▶ _Assignment_
Please copy the passage of the metasurfaces article starting with "The development of" and going on through "photonic metasurface platform.", swapping "lens technology" for "optics".

Physics

Reconfigurable Metasurfaces are Shaping the Future of Light

Reconfigurable Metasurfaces are Shaping the Future of Light

Researchers have demonstrated how reconfigurable metasurfaces — artificial materials with extraordinary optical properties — are critical to the future of nanotechnology by harnessing the power of ‘phase-change’ materials.

Optical lens technological advancement has long been a significant indicator of human scientific achievement. Eyeglasses, telescopes, cameras, and microscopes have all allowed us to see the world in new ways, both literally and metaphorically. Lenses are also an important component in the semiconductor industry’s production of nanoelectronics.

The development of photonic metasurfaces – artificially engineered nano-scale materials with remarkable optical properties – has been one of the most significant advances in lens technology in recent history. In a recent study published in Nature Communications, Georgia Tech researchers at the forefront of this technology demonstrated the first-ever electrically tunable photonic metasurface platform.

▶ _Supplied data_
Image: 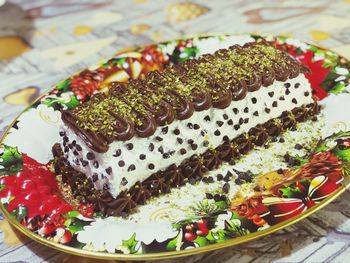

▶ _Reply to the task_
The development of photonic metasurfaces – artificially engineered nano-scale materials with remarkable optical properties – has been one of the most significant advances in optics in recent history. In a recent study published in Nature Communications, Georgia Tech researchers at the forefront of this technology demonstrated the first-ever electrically tunable photonic metasurface platform.